— Verilen görev 1 —
Aşağıdaki çamaşır makinesi metninde "Pamuk tişörtler, hassas" sözlerinden başlayıp "seçiyor ve başlatıyor." sözleriyle biten bölümü, bu son sözler de dahil, harfi harfine yeniden yazın.

Pamuk tişörtler, hassas bluzlar, okuldan gelen kalın eşofmanlar… Normalde hepsi için ayrı ayrı düşünüp doğru programı aramanız gerekir. Ama artık değil. Gün içinde onlarca şeyle uğraşırken bir de çamaşırın “fazla mı kurudu, az mı kurudu, ya buruşursa?” stresi yaşamıyorsunuz. Çünkü makineler zaten kendi arasında konuşup sizin yerinize karar veriyor.  

Çamaşır ve kurutma makineniz sadece yan yana duran iki cihaz değil; birbirini anlayan, sizin yerinize düşünen bir ikili. Siemens iQ500’ün intelligentDry teknolojisi sayesinde “Acaba doğru programı seçtim mi?” stresi tamamen bitiyor. Yıkama bittiği anda çamaşır makineniz tüm detayları (kumaş türü, yük miktarı, ıslaklık seviyesi, hatta ısı toleransını) tek tek kurutma makinesine iletiyor. Kurutma makinesi de tüm bu bilgileri alıp kıyafetlerin için en doğru programı otomatik olarak seçiyor ve başlatıyor. 



Evinizde görünmez bir iş ortağı varmış gibi… Sessiz, hızlı ve tamamen sizin konforunuz için çalışan. Tek yapmanız gereken çamaşırları makineye atmak; gerisini teknolojinin kendisine bırakmak ve keyfini çıkarmak.

— İşlenecek kayıtlar —
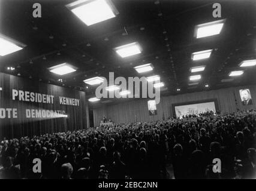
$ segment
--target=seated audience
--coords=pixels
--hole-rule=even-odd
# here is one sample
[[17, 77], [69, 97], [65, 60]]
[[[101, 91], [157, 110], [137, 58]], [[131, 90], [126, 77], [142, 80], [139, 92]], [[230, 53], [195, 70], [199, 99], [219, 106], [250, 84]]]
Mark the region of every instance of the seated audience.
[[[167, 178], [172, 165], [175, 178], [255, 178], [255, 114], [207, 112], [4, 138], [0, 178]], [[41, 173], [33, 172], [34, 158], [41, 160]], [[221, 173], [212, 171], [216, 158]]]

...

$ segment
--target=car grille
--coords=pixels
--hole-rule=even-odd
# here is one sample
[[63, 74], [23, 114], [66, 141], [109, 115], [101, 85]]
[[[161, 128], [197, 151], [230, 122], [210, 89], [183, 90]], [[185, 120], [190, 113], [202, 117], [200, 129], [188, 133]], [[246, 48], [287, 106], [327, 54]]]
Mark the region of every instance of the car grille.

— Verilen görev 2 —
Yukarıdaki kayıtlarda "target" kelimesi kaç satırda geçiyor? Yalnızca sayıyı verin.

— Tam cevap 1 —
Pamuk tişörtler, hassas bluzlar, okuldan gelen kalın eşofmanlar… Normalde hepsi için ayrı ayrı düşünüp doğru programı aramanız gerekir. Ama artık değil. Gün içinde onlarca şeyle uğraşırken bir de çamaşırın “fazla mı kurudu, az mı kurudu, ya buruşursa?” stresi yaşamıyorsunuz. Çünkü makineler zaten kendi arasında konuşup sizin yerinize karar veriyor.  

Çamaşır ve kurutma makineniz sadece yan yana duran iki cihaz değil; birbirini anlayan, sizin yerinize düşünen bir ikili. Siemens iQ500’ün intelligentDry teknolojisi sayesinde “Acaba doğru programı seçtim mi?” stresi tamamen bitiyor. Yıkama bittiği anda çamaşır makineniz tüm detayları (kumaş türü, yük miktarı, ıslaklık seviyesi, hatta ısı toleransını) tek tek kurutma makinesine iletiyor. Kurutma makinesi de tüm bu bilgileri alıp kıyafetlerin için en doğru programı otomatik olarak seçiyor ve başlatıyor.

— Tam cevap 2 —
2